[Opening LISTED RECORDS section]

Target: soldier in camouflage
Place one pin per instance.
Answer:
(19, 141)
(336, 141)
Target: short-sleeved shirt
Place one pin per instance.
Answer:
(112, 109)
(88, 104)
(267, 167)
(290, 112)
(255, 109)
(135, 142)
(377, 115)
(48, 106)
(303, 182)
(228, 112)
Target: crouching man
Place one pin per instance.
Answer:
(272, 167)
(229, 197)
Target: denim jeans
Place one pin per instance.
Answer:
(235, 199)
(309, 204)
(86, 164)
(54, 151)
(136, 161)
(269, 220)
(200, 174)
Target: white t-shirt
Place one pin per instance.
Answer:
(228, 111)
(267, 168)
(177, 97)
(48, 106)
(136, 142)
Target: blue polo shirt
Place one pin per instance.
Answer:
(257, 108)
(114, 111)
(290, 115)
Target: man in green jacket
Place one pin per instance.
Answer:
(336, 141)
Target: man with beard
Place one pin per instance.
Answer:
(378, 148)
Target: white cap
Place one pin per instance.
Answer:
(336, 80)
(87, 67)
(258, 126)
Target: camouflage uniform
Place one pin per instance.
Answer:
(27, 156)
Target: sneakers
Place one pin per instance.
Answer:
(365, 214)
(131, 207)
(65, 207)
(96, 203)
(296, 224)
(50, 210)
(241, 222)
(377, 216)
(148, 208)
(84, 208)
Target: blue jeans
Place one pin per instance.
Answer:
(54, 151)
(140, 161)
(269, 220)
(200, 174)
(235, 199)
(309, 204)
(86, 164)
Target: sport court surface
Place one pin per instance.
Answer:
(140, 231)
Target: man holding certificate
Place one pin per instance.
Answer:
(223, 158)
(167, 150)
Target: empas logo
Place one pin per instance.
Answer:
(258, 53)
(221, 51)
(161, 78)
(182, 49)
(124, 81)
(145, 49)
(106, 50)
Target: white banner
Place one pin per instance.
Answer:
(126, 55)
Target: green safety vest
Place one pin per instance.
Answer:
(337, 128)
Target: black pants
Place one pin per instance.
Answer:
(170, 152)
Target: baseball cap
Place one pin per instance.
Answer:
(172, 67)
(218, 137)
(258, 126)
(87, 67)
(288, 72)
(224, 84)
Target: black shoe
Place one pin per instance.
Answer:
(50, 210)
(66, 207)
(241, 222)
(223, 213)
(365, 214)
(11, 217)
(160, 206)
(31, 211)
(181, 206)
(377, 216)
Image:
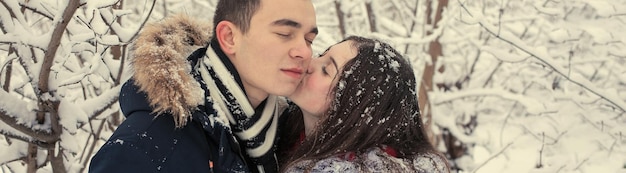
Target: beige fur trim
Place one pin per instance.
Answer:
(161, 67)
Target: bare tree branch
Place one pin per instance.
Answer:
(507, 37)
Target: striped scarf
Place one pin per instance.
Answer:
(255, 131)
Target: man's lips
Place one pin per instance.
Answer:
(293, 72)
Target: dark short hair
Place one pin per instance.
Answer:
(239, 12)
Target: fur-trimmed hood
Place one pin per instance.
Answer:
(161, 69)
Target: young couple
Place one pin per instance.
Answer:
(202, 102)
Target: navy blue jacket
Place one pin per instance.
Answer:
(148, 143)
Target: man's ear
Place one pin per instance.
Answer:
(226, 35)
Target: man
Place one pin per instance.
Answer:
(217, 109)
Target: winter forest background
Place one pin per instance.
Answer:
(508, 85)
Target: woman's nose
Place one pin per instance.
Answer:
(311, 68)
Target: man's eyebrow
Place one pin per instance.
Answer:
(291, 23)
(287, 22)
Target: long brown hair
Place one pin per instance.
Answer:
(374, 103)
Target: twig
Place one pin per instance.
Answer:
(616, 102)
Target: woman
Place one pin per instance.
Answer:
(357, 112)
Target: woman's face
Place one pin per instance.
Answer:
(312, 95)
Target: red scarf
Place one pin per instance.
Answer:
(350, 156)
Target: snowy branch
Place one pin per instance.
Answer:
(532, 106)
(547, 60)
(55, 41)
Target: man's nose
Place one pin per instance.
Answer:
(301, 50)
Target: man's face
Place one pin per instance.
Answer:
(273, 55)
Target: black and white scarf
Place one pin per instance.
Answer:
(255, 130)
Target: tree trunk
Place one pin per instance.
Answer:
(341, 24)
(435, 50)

[Closing LISTED RECORDS section]
[Opening LISTED RECORDS section]

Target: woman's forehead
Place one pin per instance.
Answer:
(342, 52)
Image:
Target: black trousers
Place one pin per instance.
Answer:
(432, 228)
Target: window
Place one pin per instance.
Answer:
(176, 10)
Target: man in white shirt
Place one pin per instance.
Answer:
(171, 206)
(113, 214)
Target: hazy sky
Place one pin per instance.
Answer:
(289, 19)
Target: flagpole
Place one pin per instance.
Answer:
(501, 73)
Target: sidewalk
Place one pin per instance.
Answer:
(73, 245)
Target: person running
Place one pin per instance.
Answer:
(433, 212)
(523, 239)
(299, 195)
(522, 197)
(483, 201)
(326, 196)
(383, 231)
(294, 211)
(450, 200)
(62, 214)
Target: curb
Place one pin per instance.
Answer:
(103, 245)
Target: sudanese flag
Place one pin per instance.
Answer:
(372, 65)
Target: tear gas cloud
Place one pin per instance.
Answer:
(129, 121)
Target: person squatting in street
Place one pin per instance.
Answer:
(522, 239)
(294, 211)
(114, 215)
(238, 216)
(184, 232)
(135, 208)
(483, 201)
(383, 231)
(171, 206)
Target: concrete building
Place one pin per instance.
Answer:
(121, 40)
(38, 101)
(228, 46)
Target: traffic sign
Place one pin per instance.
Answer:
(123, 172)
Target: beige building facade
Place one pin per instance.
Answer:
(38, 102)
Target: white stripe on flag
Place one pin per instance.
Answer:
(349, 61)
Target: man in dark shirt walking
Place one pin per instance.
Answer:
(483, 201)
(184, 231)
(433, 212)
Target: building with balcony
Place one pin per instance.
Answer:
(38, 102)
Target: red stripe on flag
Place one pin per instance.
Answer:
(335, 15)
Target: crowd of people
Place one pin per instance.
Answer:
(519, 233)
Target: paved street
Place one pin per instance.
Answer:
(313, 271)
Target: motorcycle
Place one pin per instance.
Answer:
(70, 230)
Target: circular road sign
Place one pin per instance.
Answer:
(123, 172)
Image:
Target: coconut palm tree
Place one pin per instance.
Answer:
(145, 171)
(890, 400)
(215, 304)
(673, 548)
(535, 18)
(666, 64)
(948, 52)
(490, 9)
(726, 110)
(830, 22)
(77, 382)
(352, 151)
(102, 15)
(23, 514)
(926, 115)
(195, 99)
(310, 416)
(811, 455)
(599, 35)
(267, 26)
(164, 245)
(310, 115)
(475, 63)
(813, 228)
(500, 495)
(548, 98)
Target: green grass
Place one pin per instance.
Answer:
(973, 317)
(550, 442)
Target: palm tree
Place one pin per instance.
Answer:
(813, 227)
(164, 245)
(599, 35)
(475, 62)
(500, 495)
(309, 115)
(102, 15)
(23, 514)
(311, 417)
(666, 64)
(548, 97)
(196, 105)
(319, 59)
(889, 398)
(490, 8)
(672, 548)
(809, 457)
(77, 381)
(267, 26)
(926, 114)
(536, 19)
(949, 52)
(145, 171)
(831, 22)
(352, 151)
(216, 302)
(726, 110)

[Closing LISTED RECORDS section]

## DESCRIPTION OF THE TASK:
Looking at the data above, how many lines hold the word "jacket"? Respond with the number alone.

## REPLY TO THE EXERCISE:
2